> **Description of the task**
Your task is to extract every line from the material below exactly.

(Part of a data file)
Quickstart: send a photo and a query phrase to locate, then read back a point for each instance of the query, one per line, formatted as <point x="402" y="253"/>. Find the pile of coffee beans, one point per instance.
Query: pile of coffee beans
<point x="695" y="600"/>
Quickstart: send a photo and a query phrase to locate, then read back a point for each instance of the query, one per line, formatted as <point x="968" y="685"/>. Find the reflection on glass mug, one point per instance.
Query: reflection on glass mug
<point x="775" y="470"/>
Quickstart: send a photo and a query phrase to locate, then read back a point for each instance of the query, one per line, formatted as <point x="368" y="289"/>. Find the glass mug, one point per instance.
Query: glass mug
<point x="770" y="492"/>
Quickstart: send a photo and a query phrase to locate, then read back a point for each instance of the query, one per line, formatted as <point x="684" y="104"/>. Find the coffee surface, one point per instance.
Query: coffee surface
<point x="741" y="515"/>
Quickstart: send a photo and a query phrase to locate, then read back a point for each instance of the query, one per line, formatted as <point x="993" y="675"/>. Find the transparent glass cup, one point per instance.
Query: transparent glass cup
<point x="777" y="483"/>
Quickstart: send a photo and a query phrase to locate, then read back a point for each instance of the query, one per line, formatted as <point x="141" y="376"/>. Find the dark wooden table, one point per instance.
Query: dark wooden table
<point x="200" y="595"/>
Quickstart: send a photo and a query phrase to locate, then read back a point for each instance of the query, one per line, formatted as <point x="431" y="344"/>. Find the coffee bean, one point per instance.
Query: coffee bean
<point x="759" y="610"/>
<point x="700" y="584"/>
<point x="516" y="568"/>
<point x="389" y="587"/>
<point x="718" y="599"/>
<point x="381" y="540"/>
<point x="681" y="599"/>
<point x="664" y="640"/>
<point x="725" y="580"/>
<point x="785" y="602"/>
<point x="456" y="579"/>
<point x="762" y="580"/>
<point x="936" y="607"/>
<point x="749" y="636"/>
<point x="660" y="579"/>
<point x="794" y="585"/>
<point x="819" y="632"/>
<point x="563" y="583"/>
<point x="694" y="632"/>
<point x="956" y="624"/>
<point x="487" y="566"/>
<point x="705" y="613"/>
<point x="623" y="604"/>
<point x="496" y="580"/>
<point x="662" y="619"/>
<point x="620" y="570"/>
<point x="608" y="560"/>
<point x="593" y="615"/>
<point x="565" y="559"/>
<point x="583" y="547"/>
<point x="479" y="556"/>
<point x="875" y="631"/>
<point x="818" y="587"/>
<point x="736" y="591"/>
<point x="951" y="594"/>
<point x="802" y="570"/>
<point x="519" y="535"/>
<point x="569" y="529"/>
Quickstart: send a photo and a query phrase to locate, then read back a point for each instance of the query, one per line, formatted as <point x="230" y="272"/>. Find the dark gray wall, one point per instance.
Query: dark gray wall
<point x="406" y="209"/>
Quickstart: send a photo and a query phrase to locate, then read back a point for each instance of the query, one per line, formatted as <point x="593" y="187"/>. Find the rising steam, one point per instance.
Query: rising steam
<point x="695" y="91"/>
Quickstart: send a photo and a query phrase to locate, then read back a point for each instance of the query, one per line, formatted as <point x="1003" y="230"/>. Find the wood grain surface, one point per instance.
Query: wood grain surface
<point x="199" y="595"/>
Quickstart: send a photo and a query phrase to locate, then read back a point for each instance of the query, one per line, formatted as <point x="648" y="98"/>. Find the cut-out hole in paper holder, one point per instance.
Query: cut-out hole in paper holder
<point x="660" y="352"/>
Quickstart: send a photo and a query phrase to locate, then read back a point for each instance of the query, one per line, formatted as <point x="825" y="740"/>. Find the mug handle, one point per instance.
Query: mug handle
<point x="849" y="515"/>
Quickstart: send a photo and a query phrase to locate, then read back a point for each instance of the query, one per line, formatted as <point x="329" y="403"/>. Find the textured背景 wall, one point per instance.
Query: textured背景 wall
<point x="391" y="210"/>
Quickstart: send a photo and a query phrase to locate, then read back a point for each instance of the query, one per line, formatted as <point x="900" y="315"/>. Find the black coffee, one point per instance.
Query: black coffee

> **Correct response**
Quickstart: send a photo and a query phrase to locate, then read back a point for each instance of the query, one per line, formatted as <point x="402" y="253"/>. Find the pile of coffee beans, one point per instance.
Query: pile of coffee beans
<point x="695" y="600"/>
Quickstart: send a photo and a query phrase to locate, then read back a point for each instance of the query, one per line, formatted as <point x="968" y="685"/>. Find the reflection on glass mug, one point per instance.
Query: reflection on glass mug
<point x="775" y="470"/>
Quickstart: send a photo and a query phrase to locate, then read back a point for each instance of the query, one per line, formatted as <point x="368" y="289"/>. Find the glass mug, one point per instance.
Query: glass mug
<point x="770" y="492"/>
Quickstart: send a photo and a query phrase to locate, then read back a point for each instance of the query, one per line, formatted as <point x="684" y="104"/>. Find the coffee surface, one point per instance.
Query: coffee surface
<point x="741" y="515"/>
Quickstart: send a photo and a query phrase to locate, then read back a point for each instance of the query, one per line, formatted as <point x="993" y="675"/>. Find the transparent glass cup, one point per instance.
Query: transparent glass cup
<point x="777" y="483"/>
Quickstart: send a photo and a query phrase to locate, then read back a point for each instance of the query, one per line, formatted as <point x="141" y="376"/>. Find the dark wooden table, one point per instance.
Query: dark wooden table
<point x="200" y="595"/>
Quickstart: send a photo and a query phrase to locate, then read back a point for each instance of the query, one per line, formatted as <point x="431" y="344"/>. Find the coffee bean, one point per instance.
Query: coffee bean
<point x="759" y="610"/>
<point x="700" y="584"/>
<point x="516" y="568"/>
<point x="389" y="587"/>
<point x="718" y="599"/>
<point x="381" y="540"/>
<point x="681" y="599"/>
<point x="664" y="640"/>
<point x="725" y="580"/>
<point x="785" y="602"/>
<point x="456" y="579"/>
<point x="762" y="580"/>
<point x="936" y="607"/>
<point x="749" y="636"/>
<point x="660" y="579"/>
<point x="794" y="585"/>
<point x="819" y="632"/>
<point x="563" y="583"/>
<point x="694" y="632"/>
<point x="956" y="624"/>
<point x="487" y="566"/>
<point x="705" y="613"/>
<point x="623" y="604"/>
<point x="496" y="580"/>
<point x="662" y="619"/>
<point x="620" y="570"/>
<point x="608" y="560"/>
<point x="593" y="615"/>
<point x="565" y="559"/>
<point x="583" y="547"/>
<point x="479" y="556"/>
<point x="875" y="631"/>
<point x="818" y="587"/>
<point x="736" y="591"/>
<point x="951" y="594"/>
<point x="802" y="570"/>
<point x="519" y="535"/>
<point x="569" y="529"/>
Quickstart: send a photo and a query phrase to locate, then read back a point for each instance of the query, one per line, formatted as <point x="230" y="272"/>. Find the dark gray wall, one point per instance.
Query: dark gray wall
<point x="406" y="209"/>
Quickstart: send a photo and a query phrase to locate, then read back a point for each instance of the query, one per line, formatted as <point x="593" y="187"/>. Find the rising steam, one point per instance.
Query: rising steam
<point x="695" y="91"/>
Quickstart: send a photo and a query phrase to locate, then read back a point for each instance of the query, one per line, formatted as <point x="1003" y="230"/>. Find the wood grain surface, one point per instance.
Query: wood grain surface
<point x="199" y="595"/>
Quickstart: send a photo and a query phrase to locate, then read back a point for each instance of the query, one per line, formatted as <point x="648" y="98"/>. Find the cut-out hole in paper holder, one point per instance.
Query: cut-out hole in paper holder
<point x="660" y="352"/>
Quickstart: send a photo and a query phrase to locate, then read back a point for each instance of the query, one per line, formatted as <point x="825" y="740"/>. Find the mug handle, one point per instance.
Query: mug handle
<point x="849" y="515"/>
Quickstart: send a photo and a query phrase to locate, then read back a point for each instance of the query, one per line, formatted as <point x="329" y="403"/>. Find the textured背景 wall, one point per instance.
Query: textured背景 wall
<point x="391" y="210"/>
Quickstart: send a photo and a query phrase to locate, then read back a point for each instance of the query, one per line, formatted as <point x="900" y="315"/>. Find the black coffee, one point per instance.
Query: black coffee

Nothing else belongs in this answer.